- BLOC DE TEXTE
────────────────────

By Dr. Elieth Eyebiyi, Laboratoire d'Etudes et de Recherche sur les Dynamiques Sociales et le Développement Local) (LASDEL)


Introduction

Terre de mobilités, l'Afrique de l'Ouest est particulièrement animé par d'importantes migrations de la main d'œuvre, notamment celle faiblement ou pas qualifiée. Si les politiques existantes font peu cas de ces types de migration, il n'en demeure pas moins qu'ils éclairent diverses expériences. Cette contribution explore les besoins auxquels font face les personnes engagées dans les processus de la migration de main d'œuvre dans la région. La satisfaction de ces besoins permettra de renforcer leurs capacités professionnelles et leur connaissance des droits humains et du travail, et d'améliorer leur inclusion financière

1. Les migrations de main d'œuvre en Afrique de l'Ouest

En 2019, le nombre de migrants dans le monde était d'environ 272 millions dont 10% résidaient en Afrique ; ¾ des migrants sont en âge de travailler et ont entre 20 et 64 ans. Le Rapport sur les statistiques de la migration de main d'œuvre en Afrique qui remonte à 2015 (UA 2017) mentionne pour la CEDEAO[1] la situation statistique suivante : en 2014 2014 presqu'autant de migrantes que de migrants ont été enregistrés sur le marché du travail ouest-africain: les migrations de travail masculines représentent 46,67% et celles féminines 53,33%, pour un effectif de 7 010 257 de migrantes et migrants de travail.

────────────────────

- EXTRAIT DES DONNÉES

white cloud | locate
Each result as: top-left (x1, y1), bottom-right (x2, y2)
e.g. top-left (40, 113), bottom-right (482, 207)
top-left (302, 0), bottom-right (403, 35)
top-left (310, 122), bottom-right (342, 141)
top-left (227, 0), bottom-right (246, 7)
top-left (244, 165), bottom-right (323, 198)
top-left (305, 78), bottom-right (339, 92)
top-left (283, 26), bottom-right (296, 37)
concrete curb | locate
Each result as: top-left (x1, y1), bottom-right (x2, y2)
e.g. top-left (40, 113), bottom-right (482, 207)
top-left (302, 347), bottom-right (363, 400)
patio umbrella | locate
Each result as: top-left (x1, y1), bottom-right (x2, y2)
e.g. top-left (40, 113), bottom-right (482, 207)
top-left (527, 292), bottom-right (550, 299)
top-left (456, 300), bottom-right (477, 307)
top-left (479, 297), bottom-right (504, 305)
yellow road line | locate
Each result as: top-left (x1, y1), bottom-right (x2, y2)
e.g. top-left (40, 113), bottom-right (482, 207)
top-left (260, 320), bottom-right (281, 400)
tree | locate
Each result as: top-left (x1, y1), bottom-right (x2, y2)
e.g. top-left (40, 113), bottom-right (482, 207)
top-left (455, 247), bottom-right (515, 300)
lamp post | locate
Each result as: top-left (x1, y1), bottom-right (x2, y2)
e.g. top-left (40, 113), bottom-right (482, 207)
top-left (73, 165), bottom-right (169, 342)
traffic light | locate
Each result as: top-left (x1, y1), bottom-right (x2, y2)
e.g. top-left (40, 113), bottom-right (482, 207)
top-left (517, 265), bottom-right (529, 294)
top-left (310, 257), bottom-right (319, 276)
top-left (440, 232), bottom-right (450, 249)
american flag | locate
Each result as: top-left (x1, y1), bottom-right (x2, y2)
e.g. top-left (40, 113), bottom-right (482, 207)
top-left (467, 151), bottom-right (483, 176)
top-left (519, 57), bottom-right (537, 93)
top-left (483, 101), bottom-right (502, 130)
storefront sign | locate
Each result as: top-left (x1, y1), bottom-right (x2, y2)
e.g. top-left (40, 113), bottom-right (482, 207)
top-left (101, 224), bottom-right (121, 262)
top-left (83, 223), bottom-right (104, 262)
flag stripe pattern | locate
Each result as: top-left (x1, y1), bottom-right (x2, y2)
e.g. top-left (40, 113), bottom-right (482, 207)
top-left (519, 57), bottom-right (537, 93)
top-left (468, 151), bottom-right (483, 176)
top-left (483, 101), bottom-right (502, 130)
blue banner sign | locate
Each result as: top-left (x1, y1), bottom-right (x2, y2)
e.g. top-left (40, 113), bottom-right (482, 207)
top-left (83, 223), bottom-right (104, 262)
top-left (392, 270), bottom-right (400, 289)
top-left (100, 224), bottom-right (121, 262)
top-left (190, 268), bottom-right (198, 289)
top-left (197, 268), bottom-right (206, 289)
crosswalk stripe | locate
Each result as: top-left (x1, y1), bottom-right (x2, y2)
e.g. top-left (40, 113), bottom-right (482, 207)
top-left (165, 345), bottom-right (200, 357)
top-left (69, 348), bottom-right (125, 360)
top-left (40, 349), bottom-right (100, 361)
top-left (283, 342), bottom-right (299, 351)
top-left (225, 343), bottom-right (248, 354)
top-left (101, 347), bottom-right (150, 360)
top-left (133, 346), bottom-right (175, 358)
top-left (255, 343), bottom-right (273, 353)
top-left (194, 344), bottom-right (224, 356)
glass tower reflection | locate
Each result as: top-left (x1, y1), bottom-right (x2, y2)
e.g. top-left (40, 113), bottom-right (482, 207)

────────────────────

- EXERCICE
Recopiez fidèlement, dans le texte sur les migrations de main-d'œuvre en Afrique de l'Ouest, la partie qui s'ouvre sur les mots contenant « 1. Les migrations de » et se clôt sur « migrants de travail. ». Les données ne sont d'aucune utilité ici.

- CORRIGÉ
1. Les migrations de main d'œuvre en Afrique de l'Ouest

En 2019, le nombre de migrants dans le monde était d'environ 272 millions dont 10% résidaient en Afrique ; ¾ des migrants sont en âge de travailler et ont entre 20 et 64 ans. Le Rapport sur les statistiques de la migration de main d'œuvre en Afrique qui remonte à 2015 (UA 2017) mentionne pour la CEDEAO[1] la situation statistique suivante : en 2014 2014 presqu'autant de migrantes que de migrants ont été enregistrés sur le marché du travail ouest-africain: les migrations de travail masculines représentent 46,67% et celles féminines 53,33%, pour un effectif de 7 010 257 de migrantes et migrants de travail.